WHAT IS EXPECTED: Nothing should be left out. Give all the data again exactly as written.

Stored entries
========================================
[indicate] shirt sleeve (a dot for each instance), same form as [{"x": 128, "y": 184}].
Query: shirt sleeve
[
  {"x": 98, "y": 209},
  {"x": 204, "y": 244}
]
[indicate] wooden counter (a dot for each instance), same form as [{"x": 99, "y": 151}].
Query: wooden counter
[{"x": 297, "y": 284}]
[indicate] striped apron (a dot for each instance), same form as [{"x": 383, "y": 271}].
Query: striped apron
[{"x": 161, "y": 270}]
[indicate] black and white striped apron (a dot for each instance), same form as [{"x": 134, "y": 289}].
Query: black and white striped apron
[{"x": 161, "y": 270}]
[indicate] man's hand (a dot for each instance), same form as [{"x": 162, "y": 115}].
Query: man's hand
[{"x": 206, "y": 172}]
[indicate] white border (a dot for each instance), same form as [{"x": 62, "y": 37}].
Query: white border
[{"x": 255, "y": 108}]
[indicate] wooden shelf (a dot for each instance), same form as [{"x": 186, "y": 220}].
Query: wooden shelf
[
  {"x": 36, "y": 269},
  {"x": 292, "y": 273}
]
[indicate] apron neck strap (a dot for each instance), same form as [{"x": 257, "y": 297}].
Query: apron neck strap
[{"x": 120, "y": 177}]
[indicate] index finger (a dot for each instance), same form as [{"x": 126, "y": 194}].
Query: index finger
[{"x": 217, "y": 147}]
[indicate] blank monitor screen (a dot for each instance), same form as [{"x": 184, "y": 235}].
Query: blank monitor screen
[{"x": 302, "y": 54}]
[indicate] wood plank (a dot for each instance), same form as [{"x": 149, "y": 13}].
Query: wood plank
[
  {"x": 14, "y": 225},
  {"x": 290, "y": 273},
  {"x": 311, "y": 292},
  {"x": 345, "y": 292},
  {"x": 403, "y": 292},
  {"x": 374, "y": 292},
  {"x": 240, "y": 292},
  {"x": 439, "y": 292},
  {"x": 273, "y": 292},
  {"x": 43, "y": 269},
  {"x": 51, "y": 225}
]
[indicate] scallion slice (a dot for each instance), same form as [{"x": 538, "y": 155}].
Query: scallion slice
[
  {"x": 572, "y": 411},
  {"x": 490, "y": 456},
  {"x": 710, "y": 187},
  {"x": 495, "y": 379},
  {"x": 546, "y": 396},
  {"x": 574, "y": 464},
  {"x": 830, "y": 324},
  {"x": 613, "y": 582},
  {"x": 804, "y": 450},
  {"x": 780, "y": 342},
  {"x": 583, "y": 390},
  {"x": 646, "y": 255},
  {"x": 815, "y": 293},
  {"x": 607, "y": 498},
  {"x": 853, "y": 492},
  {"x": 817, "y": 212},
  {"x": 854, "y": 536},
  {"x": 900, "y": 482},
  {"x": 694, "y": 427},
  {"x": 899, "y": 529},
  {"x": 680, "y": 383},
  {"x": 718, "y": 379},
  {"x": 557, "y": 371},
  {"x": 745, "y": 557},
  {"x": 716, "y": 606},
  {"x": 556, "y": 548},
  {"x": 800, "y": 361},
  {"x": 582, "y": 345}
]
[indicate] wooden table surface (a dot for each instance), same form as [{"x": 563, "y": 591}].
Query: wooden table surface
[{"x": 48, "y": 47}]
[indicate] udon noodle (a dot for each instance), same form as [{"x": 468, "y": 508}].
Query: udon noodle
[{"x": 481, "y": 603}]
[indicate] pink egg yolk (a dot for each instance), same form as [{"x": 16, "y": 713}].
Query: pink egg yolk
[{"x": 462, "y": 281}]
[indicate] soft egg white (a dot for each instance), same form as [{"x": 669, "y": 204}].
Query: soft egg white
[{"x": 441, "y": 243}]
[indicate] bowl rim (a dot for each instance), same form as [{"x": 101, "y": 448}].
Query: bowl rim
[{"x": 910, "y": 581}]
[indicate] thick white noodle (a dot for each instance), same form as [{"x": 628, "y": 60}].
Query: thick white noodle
========================================
WRITTEN REPLY:
[indicate] shirt sleeve (a dot for each instance), same form as [{"x": 128, "y": 184}].
Query: shirt sleeve
[
  {"x": 98, "y": 209},
  {"x": 204, "y": 244}
]
[indicate] wooden counter (a dot for each instance), same form as [{"x": 99, "y": 151}].
Query: wooden counter
[{"x": 297, "y": 284}]
[indicate] striped apron (a dot for each instance), same form as [{"x": 383, "y": 271}].
Query: striped apron
[{"x": 161, "y": 270}]
[indicate] black and white striped apron (a dot for each instance), same form as [{"x": 134, "y": 289}].
Query: black and white striped apron
[{"x": 161, "y": 270}]
[indicate] man's hand (a dot for each instance), same form as [{"x": 162, "y": 115}].
Query: man's hand
[{"x": 206, "y": 172}]
[indicate] white border (a dot for each instance), same form as [{"x": 62, "y": 37}].
Query: white border
[{"x": 255, "y": 108}]
[indicate] wooden shelf (a dot for each instance), same form as [{"x": 186, "y": 220}].
Query: wooden shelf
[
  {"x": 36, "y": 269},
  {"x": 292, "y": 273}
]
[indicate] apron neck strap (a dot for each instance), same form as [{"x": 257, "y": 297}].
Query: apron neck strap
[{"x": 120, "y": 177}]
[indicate] index finger (a dot for each instance), same form as [{"x": 126, "y": 194}].
Query: index finger
[{"x": 217, "y": 147}]
[indicate] blank monitor screen (a dot for each instance), same form as [{"x": 184, "y": 235}].
Query: blank monitor screen
[{"x": 302, "y": 54}]
[indicate] wood plank (a dot for each instance), same form as [{"x": 149, "y": 13}].
Query: wood plank
[
  {"x": 14, "y": 225},
  {"x": 290, "y": 273},
  {"x": 311, "y": 292},
  {"x": 345, "y": 292},
  {"x": 403, "y": 292},
  {"x": 374, "y": 292},
  {"x": 240, "y": 292},
  {"x": 439, "y": 292},
  {"x": 273, "y": 292},
  {"x": 43, "y": 269},
  {"x": 51, "y": 225}
]
[indicate] scallion slice (a dot for each instance), same form as [{"x": 538, "y": 155}].
Query: scallion slice
[
  {"x": 572, "y": 411},
  {"x": 490, "y": 456},
  {"x": 710, "y": 187},
  {"x": 495, "y": 379},
  {"x": 546, "y": 396},
  {"x": 574, "y": 464},
  {"x": 830, "y": 324},
  {"x": 613, "y": 582},
  {"x": 804, "y": 450},
  {"x": 780, "y": 342},
  {"x": 583, "y": 390},
  {"x": 646, "y": 255},
  {"x": 815, "y": 293},
  {"x": 607, "y": 498},
  {"x": 853, "y": 492},
  {"x": 817, "y": 212},
  {"x": 854, "y": 536},
  {"x": 900, "y": 482},
  {"x": 694, "y": 427},
  {"x": 899, "y": 529},
  {"x": 680, "y": 383},
  {"x": 718, "y": 379},
  {"x": 557, "y": 371},
  {"x": 745, "y": 557},
  {"x": 716, "y": 606},
  {"x": 556, "y": 548},
  {"x": 800, "y": 361},
  {"x": 582, "y": 345}
]
[indicate] wooden table surface (a dot for each instance), same form as [{"x": 563, "y": 591}].
Query: wooden table surface
[{"x": 48, "y": 47}]
[indicate] udon noodle (a dot for each instance), same form as [{"x": 468, "y": 508}].
Query: udon noodle
[{"x": 481, "y": 603}]
[indicate] pink egg yolk (a dot for each instance), same form as [{"x": 16, "y": 713}].
Query: pink egg yolk
[{"x": 462, "y": 281}]
[indicate] soft egg white (a dot for each instance), same form as [{"x": 669, "y": 204}].
Query: soft egg white
[{"x": 441, "y": 243}]
[indicate] bowl rim (a dot for each instance), same form as [{"x": 101, "y": 448}].
Query: bowl rim
[{"x": 910, "y": 581}]
[indicate] thick white noodle (a dot for each instance), same form as [{"x": 628, "y": 60}].
Query: thick white noodle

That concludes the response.